Exercise objective » In the records below, find the line containing "Target: crouching man's white". Output it and every line after it to the end, unchanged, with no pictures.

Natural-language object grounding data
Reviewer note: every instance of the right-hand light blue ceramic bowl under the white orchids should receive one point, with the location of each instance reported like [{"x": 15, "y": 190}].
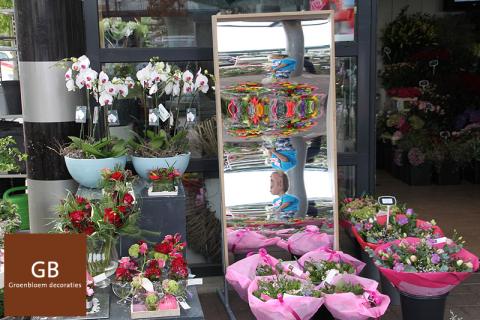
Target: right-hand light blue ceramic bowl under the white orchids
[{"x": 144, "y": 165}]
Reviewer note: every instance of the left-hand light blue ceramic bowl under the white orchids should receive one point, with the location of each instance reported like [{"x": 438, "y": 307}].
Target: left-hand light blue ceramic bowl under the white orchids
[{"x": 87, "y": 172}]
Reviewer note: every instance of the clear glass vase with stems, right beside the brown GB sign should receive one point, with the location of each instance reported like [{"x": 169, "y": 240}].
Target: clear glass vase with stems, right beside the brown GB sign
[{"x": 102, "y": 258}]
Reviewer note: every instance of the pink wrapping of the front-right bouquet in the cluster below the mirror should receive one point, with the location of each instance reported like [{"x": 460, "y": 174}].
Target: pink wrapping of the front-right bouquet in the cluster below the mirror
[{"x": 347, "y": 306}]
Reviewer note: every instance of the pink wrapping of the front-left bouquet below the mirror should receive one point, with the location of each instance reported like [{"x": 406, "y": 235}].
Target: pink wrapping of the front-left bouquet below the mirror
[{"x": 288, "y": 307}]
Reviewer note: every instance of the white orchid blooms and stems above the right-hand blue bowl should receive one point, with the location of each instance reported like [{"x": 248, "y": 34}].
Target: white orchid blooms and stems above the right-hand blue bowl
[{"x": 160, "y": 79}]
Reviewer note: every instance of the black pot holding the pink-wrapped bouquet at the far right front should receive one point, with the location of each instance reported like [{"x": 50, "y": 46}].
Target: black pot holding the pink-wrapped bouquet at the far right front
[{"x": 425, "y": 308}]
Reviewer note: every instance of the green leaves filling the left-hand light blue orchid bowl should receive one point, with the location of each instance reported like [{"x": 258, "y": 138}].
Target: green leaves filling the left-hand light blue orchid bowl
[{"x": 91, "y": 149}]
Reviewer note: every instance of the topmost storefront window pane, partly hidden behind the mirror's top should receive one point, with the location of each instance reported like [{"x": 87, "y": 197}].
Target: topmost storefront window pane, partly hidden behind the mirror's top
[{"x": 182, "y": 23}]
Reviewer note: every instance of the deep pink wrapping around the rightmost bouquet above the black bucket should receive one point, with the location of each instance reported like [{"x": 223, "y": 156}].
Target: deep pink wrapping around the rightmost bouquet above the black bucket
[{"x": 427, "y": 284}]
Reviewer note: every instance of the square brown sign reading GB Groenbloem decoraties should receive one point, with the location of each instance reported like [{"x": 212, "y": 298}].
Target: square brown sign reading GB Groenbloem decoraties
[{"x": 45, "y": 274}]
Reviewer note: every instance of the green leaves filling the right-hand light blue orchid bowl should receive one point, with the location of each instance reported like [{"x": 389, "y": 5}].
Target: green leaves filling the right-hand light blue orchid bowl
[{"x": 159, "y": 144}]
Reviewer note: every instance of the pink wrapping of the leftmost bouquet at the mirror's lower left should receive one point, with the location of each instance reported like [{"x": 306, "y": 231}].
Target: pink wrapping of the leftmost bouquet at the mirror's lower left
[{"x": 241, "y": 273}]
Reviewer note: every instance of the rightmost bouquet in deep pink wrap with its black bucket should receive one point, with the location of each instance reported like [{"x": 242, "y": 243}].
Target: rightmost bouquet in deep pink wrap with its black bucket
[{"x": 424, "y": 271}]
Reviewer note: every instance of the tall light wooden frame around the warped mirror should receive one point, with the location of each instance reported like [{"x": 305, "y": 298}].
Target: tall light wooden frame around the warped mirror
[{"x": 330, "y": 115}]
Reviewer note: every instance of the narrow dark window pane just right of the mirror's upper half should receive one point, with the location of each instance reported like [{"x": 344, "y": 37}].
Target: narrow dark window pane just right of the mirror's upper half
[{"x": 346, "y": 86}]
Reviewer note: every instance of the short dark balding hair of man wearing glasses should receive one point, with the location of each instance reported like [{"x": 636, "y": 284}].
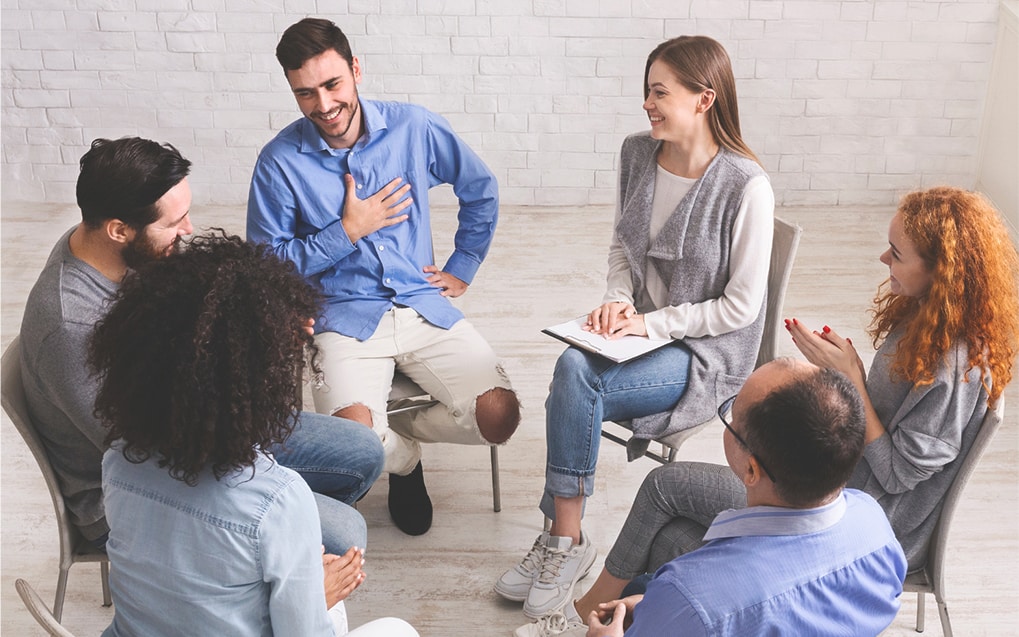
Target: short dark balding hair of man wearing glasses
[{"x": 810, "y": 434}]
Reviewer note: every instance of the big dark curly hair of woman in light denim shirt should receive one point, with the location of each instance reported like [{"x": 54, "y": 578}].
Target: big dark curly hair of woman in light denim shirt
[{"x": 200, "y": 354}]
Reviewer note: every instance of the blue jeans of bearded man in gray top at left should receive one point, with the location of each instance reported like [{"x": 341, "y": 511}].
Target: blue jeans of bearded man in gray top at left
[{"x": 340, "y": 460}]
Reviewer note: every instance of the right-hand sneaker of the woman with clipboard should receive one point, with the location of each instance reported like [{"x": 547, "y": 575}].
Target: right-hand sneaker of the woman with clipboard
[{"x": 563, "y": 566}]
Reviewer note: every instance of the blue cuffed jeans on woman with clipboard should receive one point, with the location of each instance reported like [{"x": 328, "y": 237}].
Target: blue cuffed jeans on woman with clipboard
[{"x": 587, "y": 390}]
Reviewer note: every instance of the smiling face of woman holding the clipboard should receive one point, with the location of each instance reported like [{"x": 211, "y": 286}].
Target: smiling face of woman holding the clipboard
[{"x": 674, "y": 111}]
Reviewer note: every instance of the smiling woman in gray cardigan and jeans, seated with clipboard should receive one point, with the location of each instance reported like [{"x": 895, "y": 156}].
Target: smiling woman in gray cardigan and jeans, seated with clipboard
[{"x": 688, "y": 261}]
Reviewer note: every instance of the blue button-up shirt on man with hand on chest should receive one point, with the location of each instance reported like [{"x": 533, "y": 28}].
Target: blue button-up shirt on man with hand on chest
[{"x": 297, "y": 202}]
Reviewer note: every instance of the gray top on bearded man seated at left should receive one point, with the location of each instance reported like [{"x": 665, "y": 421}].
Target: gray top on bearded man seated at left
[{"x": 63, "y": 309}]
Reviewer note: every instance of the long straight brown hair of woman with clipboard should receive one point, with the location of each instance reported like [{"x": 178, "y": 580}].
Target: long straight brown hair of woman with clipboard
[{"x": 701, "y": 64}]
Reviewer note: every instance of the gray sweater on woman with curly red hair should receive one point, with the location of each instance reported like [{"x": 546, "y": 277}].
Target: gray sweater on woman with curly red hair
[{"x": 931, "y": 429}]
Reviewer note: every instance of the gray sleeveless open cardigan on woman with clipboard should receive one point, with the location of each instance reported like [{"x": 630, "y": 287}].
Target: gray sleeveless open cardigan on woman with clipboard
[{"x": 691, "y": 254}]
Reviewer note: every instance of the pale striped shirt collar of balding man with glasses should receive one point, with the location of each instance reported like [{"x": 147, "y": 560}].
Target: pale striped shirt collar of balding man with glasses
[{"x": 776, "y": 520}]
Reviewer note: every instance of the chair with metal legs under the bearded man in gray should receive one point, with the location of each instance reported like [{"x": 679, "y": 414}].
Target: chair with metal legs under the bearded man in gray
[{"x": 74, "y": 548}]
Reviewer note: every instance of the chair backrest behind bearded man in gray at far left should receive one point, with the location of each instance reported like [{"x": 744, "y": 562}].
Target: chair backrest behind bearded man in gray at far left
[{"x": 17, "y": 406}]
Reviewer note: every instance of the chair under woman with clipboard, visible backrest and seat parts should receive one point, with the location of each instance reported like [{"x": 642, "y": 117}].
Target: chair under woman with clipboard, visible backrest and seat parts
[{"x": 786, "y": 240}]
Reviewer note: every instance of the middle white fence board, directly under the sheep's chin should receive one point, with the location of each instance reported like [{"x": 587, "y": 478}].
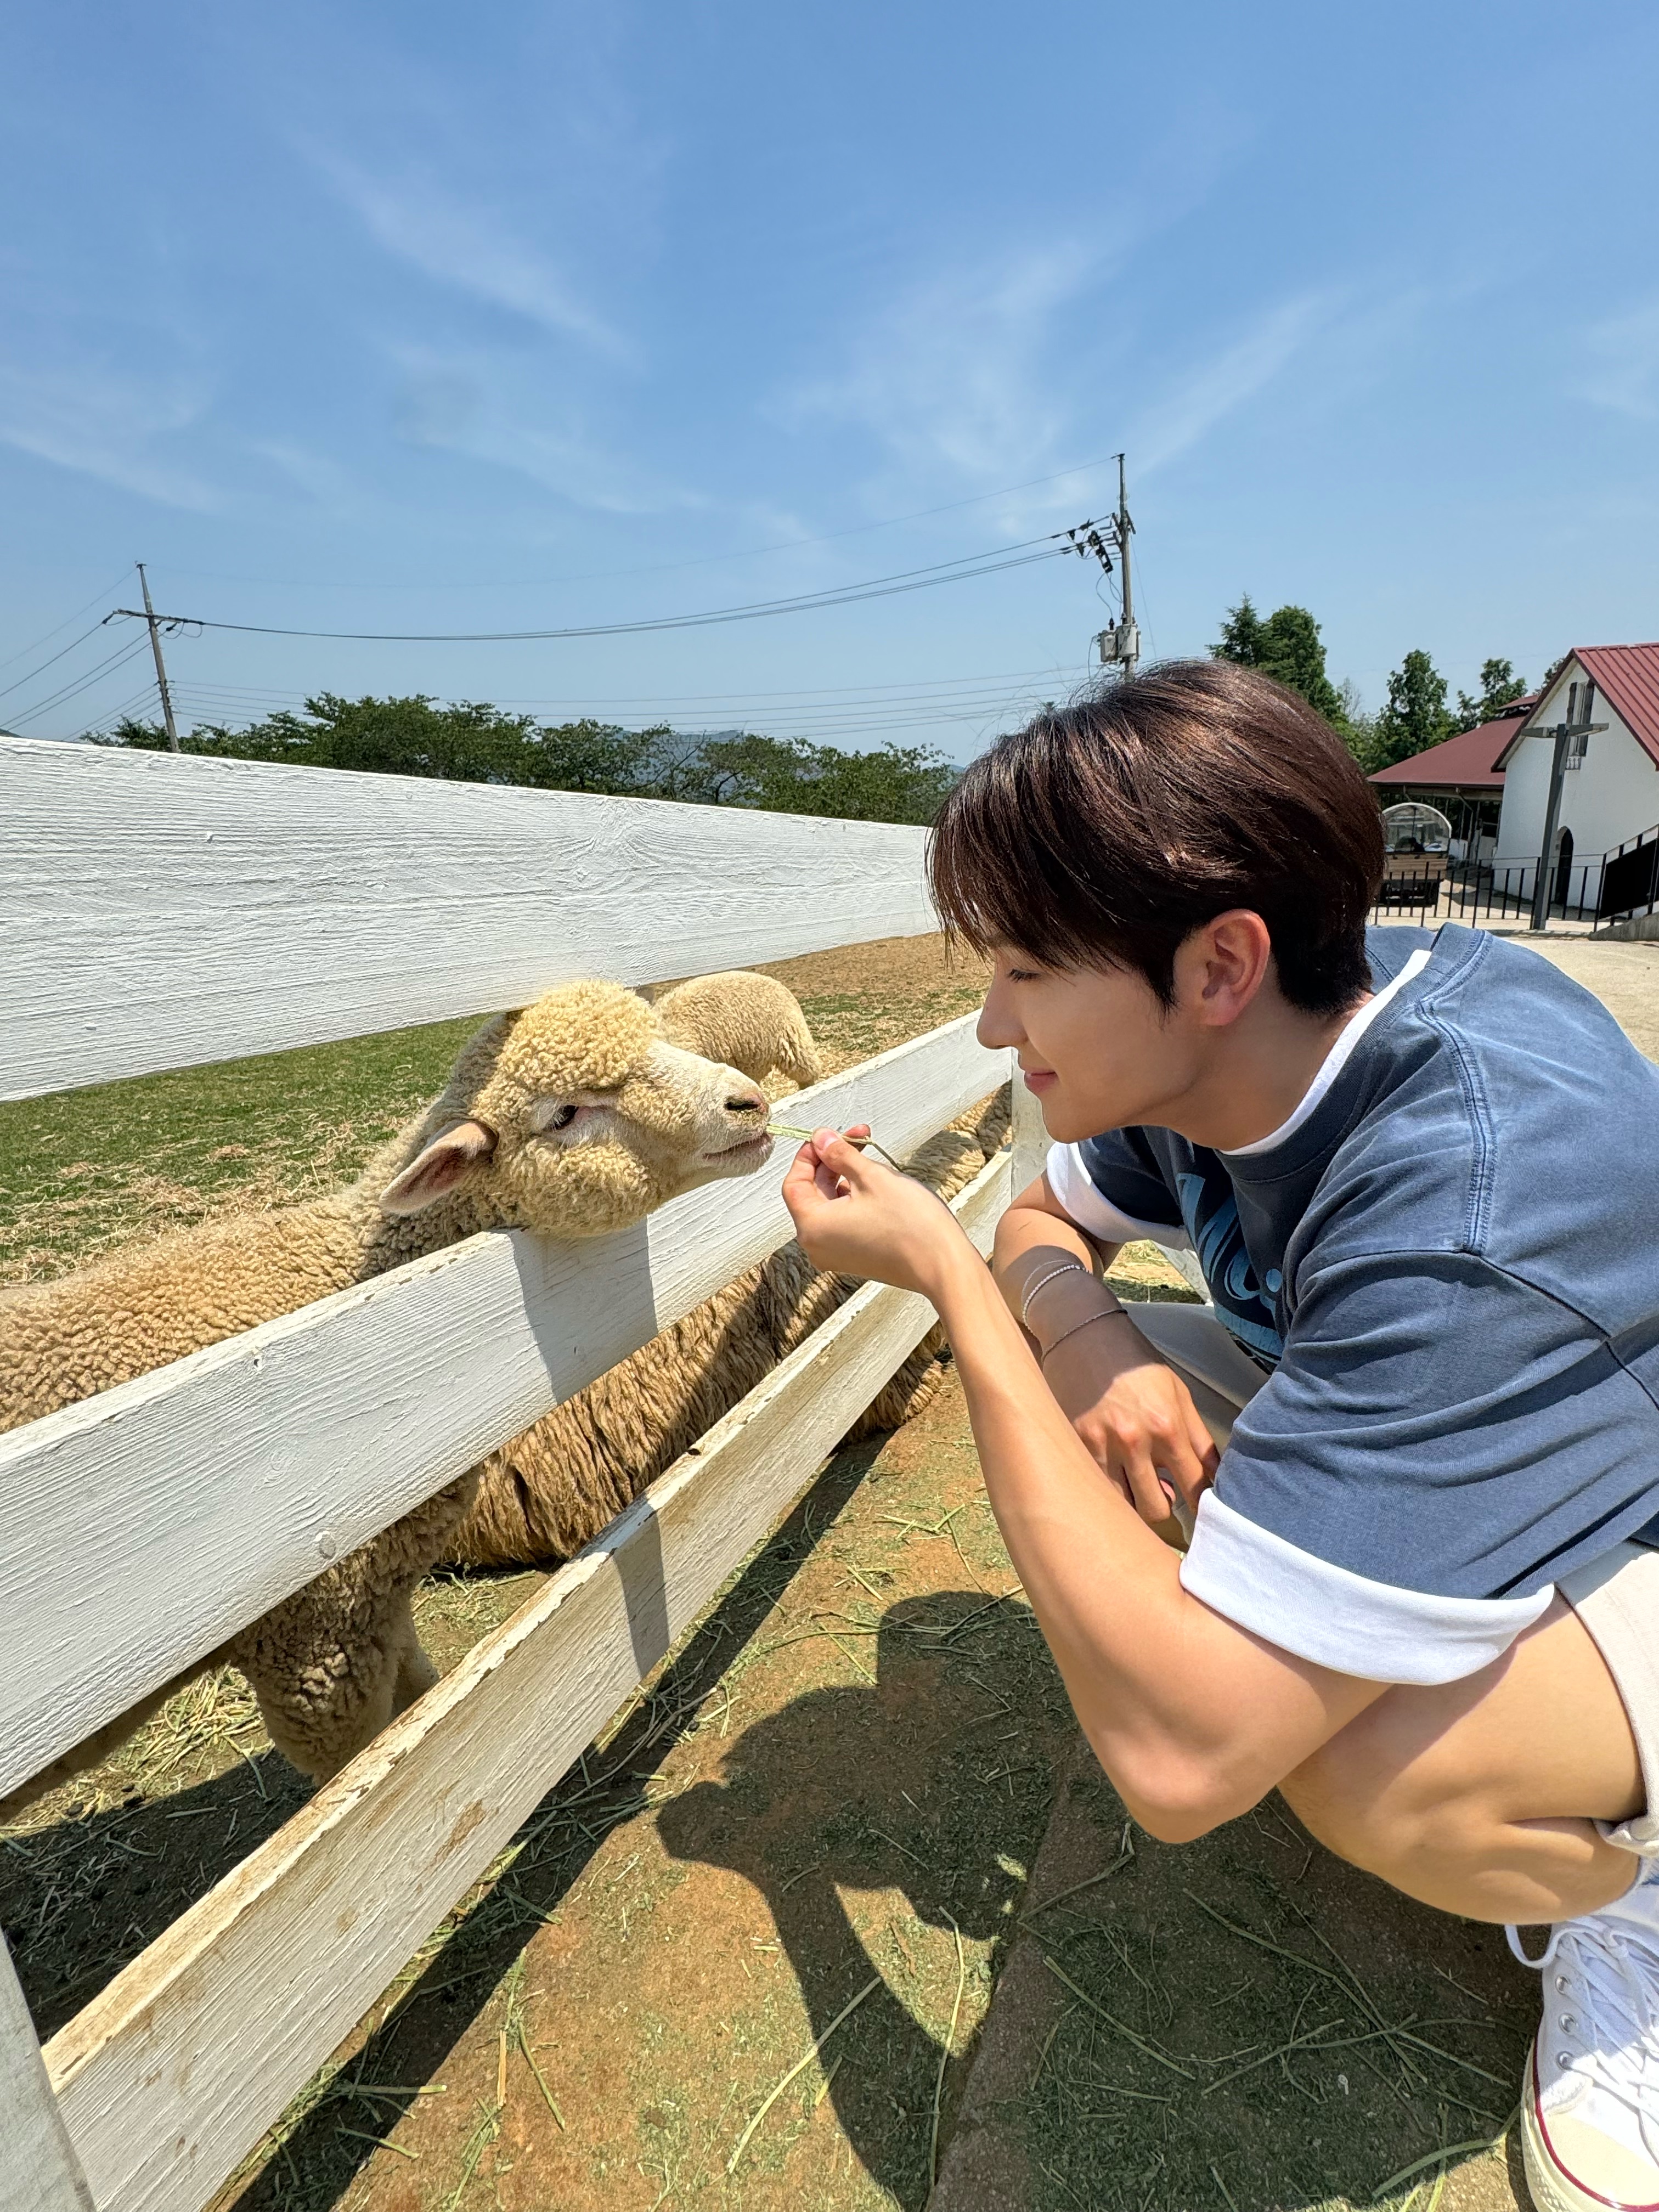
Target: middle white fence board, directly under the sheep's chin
[{"x": 154, "y": 1521}]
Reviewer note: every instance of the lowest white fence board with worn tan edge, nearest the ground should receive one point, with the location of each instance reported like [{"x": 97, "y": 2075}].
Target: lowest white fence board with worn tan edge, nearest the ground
[{"x": 194, "y": 2052}]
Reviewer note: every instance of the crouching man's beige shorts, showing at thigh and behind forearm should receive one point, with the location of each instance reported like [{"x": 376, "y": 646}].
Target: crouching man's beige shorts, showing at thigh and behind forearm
[{"x": 1616, "y": 1596}]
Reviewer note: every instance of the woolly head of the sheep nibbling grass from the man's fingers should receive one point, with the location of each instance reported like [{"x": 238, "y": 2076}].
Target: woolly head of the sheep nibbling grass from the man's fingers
[{"x": 589, "y": 1120}]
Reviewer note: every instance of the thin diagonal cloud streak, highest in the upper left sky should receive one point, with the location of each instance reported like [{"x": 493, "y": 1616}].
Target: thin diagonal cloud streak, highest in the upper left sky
[{"x": 466, "y": 247}]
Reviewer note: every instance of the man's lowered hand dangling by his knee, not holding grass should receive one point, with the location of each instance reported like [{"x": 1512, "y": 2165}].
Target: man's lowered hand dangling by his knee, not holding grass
[{"x": 1134, "y": 1415}]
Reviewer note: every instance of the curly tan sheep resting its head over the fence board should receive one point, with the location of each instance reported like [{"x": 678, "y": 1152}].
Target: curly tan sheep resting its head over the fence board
[{"x": 570, "y": 1118}]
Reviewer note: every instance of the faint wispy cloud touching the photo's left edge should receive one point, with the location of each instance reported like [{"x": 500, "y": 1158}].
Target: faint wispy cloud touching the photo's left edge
[{"x": 101, "y": 424}]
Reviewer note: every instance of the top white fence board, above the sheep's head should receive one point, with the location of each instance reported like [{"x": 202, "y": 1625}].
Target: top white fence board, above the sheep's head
[{"x": 160, "y": 912}]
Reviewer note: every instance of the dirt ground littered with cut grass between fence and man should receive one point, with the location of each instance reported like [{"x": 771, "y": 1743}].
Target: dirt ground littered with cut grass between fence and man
[{"x": 747, "y": 1957}]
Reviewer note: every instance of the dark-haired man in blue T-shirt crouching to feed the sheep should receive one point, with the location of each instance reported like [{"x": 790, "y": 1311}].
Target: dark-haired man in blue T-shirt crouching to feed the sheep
[{"x": 1421, "y": 1178}]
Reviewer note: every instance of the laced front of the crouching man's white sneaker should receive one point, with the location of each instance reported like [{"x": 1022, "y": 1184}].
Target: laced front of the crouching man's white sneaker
[{"x": 1603, "y": 2014}]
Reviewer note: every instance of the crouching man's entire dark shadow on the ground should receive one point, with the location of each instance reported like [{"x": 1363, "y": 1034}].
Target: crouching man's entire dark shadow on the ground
[{"x": 1244, "y": 2007}]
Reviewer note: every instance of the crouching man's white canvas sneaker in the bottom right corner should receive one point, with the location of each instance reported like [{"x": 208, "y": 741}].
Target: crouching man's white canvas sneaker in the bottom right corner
[{"x": 1592, "y": 2094}]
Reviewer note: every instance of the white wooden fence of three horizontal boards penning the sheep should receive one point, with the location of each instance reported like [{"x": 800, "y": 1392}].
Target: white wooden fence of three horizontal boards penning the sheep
[{"x": 160, "y": 912}]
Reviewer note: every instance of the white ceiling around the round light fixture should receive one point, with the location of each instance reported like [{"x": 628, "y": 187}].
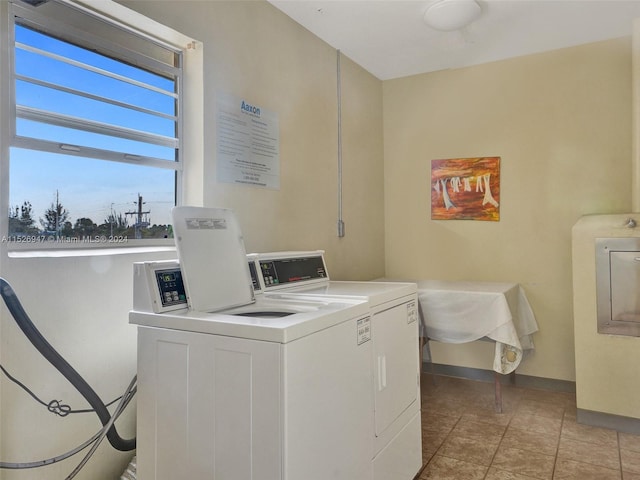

Output of the exercise »
Target: crouching man's white canvas sneaker in the bottom right corner
[{"x": 1592, "y": 2094}]
Reviewer note: every instance of the white wooden fence of three horizontal boards penning the sheep should receive one point, with the location of each instance reported like [{"x": 800, "y": 1392}].
Target: white wooden fence of three horizontal boards penning the sheep
[{"x": 160, "y": 912}]
Reviewer note: every instance of the white ceiling around the round light fixture should receive one point, with the location of each instance reported like [{"x": 628, "y": 187}].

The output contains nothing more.